APPLY WHAT YOU READ –
(1) In the article on Brookdale's hospice business, how much did the pandemic cost Brookdale in the third quarter?
(2) Write the next part of the article on Brookdale's hospice business, picking up after its final paragraph.

The COVID-19 pandemic pummeled Brookdale Senior Living’s (NYSE: BKD) hospice segment during the third quarter, despite seeing growth earlier in the year.
While patients do not have to be residents of Brookdale’s senior living communities to use their health care services, that is where the company obtains most of its hospice business. With widespread disruption in the senior living industry stemming from pandemic fears, Brookdale’s hospice segment also began to slide. The company received pandemic-related federal aid funds to help balance out some of these reductions.
“With a large portion of our services within our communities, lower senior housing occupancy is impacting this business,” President and CEO Lucinda Baier said during an earnings conference call. “We are pleased to recognize approximately $6 million of phase one grants as other operating income in our health care services segment during the third quarter.”
The company saw a 9% drop in hospice revenues in the third quarter of 2020, compared to the prior year’s quarter. Q3 hospice revenues fell to almost $23 million from $25.2 million in the same period in 2019. Revenues were also down slightly compared to the first and second quarters of this year.
Brookdale’s hospice line was on a more positive trajectory through January and February, but the hits started coming as the pandemic exploded in March. Brookdale in 2019 committed to growing its hospice operations primarily through de novo activity and same-store admissions. The company opened hospices in Detroit, Portland, Ore., and Sacramento, Calif last year.
With seniors particularly vulnerable to COVID-19, the pandemic has rocked the senior housing and assisted living industries with many facilities seeing outbreaks or reduced resident volume. Brookdale has a high concentration of facilities in virus hotspots like Florida and Texas. All told, the pandemic cost Brookdale $71 million in Q3, even as the company contended with wildfires and hurricanes in some of its markets.
“The virus is unpredictable. We expect to see a sequential decline in occupancy, but we do expect that to moderate again in the fourth quarter,” said Executive Vice President and CFO Steven Swain. “It’s important to keep in mind some of the key drivers for occupancy and recovery; 95% of our communities are open and accepting residents. The low infection rates that we currently have in our communities is certainly a plus.”

EXTRACTED MATERIAL –
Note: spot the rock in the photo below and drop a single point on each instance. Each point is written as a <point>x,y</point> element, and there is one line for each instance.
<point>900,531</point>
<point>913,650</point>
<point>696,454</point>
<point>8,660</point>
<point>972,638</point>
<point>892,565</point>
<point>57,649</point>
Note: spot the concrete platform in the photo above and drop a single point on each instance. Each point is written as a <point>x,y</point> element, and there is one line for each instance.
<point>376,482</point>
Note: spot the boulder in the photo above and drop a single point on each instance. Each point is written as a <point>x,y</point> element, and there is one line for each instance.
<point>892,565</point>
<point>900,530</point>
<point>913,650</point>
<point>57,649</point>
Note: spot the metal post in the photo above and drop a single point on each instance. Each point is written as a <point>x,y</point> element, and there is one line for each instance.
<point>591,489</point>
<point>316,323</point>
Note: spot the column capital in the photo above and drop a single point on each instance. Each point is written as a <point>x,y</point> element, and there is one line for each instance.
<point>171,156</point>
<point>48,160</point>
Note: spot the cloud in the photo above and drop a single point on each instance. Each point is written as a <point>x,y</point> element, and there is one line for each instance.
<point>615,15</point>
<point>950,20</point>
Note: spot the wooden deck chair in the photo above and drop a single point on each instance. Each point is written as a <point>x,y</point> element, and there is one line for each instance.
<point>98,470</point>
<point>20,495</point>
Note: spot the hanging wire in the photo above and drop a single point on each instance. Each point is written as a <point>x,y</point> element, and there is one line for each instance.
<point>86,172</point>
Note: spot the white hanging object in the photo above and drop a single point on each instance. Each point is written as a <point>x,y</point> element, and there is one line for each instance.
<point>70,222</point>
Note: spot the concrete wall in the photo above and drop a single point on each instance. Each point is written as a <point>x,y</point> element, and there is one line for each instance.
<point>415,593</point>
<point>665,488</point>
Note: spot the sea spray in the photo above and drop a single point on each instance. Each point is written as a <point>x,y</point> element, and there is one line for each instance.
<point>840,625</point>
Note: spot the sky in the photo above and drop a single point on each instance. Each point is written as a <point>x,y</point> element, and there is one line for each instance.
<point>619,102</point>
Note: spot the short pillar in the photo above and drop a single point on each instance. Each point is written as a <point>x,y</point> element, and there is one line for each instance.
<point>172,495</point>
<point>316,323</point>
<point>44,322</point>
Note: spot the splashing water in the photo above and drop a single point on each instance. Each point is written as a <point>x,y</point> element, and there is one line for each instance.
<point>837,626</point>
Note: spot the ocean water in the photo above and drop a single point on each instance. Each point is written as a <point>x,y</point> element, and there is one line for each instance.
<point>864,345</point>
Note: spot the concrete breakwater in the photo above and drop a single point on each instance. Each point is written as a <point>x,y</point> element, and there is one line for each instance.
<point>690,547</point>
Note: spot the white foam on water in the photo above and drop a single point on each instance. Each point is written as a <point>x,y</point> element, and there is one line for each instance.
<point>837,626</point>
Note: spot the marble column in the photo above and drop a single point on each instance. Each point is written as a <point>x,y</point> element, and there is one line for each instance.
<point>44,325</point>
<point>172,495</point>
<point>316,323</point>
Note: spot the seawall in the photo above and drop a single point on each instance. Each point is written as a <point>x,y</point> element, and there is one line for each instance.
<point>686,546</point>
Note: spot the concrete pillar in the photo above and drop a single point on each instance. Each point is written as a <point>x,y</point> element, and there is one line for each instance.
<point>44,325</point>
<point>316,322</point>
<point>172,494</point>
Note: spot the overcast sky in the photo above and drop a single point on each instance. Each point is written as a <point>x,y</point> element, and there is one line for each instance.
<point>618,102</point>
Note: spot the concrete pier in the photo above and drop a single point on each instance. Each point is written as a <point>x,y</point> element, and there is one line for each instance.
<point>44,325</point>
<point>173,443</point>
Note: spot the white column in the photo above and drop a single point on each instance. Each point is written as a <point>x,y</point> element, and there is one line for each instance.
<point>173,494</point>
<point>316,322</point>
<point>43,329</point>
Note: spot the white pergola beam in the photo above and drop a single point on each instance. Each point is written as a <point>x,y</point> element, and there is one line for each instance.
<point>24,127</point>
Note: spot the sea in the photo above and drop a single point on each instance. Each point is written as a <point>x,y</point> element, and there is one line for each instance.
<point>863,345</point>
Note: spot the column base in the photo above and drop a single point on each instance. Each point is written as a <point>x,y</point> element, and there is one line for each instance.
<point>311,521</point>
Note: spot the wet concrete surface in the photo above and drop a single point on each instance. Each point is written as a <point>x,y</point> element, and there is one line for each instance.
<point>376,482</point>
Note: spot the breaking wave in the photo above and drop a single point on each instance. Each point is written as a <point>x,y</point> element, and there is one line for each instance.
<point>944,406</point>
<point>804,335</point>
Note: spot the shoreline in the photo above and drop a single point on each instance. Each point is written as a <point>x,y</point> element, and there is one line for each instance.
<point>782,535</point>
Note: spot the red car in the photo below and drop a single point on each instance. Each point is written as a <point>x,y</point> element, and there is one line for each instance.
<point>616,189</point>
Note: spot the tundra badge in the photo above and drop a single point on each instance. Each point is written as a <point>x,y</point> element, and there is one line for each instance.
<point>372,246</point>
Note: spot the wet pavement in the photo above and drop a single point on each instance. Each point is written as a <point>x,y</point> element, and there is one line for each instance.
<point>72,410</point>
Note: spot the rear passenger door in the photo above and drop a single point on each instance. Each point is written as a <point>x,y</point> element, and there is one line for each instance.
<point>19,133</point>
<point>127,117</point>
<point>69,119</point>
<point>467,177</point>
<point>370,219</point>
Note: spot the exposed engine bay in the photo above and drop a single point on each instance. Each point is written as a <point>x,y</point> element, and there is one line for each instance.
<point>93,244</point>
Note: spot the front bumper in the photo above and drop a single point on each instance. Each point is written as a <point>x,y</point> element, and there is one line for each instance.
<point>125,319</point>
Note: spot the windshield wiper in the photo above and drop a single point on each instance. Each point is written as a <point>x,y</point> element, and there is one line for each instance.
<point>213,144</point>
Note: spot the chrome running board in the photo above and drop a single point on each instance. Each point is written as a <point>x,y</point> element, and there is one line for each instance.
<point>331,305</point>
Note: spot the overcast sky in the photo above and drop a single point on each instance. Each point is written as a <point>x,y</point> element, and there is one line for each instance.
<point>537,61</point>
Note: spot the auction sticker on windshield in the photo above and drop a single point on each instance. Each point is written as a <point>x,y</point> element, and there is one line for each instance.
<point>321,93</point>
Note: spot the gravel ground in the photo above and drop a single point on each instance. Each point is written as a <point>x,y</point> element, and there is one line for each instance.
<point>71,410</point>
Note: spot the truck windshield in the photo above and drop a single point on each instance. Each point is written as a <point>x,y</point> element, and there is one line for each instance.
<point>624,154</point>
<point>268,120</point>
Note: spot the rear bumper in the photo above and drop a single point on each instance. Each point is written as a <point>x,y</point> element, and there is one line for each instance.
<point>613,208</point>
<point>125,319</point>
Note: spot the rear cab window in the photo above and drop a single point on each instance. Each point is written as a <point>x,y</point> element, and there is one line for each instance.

EXPECTED RESPONSES –
(1) $71 million.

(2)
Overall throughout the industry, senior housing occupancy nationwide fell 2.6% during the third quarter of 2020, to 82.1%, down from 84.7%, continuing a downward trend that began in tandem with the outbreak, according to the National Investment Center for Seniors Housing & Care (NIC).
Despite the obstacles, Brookdale remains optimistic about the prospects of its fourth quarter and early 2021 performance. They expect demographic tailwinds from the aging population to boost demand beyond COVID, particularly after a vaccine becomes available, and they have stepped up marketing efforts.
While suffering severe disruption early in the pandemic, the company’s home health business is starting to normalize. Likewise, the rate of decline in his senior housing occupancy has begun to slow as of July through September. Recovery in these areas could help support hospice referrals going forward.
Brookdale did see a strong boost earlier this year through its restructuring with Ventas (NYSE: VTR), a Chicago-based real estate investment trust. The two companies initiated a new master lease agreement in July through which Brookdale will receive as much as $500 million in rent reduction during the next five years. Ventas through the deal acquires a potential equity stake in Brookdale.
The company has implemented a range of cost control measures to stave off further declines and maintains a strong liquidity position with nearly $500 million of cash and marketable securities.
“During the third quarter, we built upon our prior successful efforts to effectively navigate through the pandemic with operational improvements and transactions to strengthen our financial position,” Baier said. “We’ve been an agile, learning organization and continue our efforts to innovate for our residents’ enjoyment and to welcome more seniors into our communities.”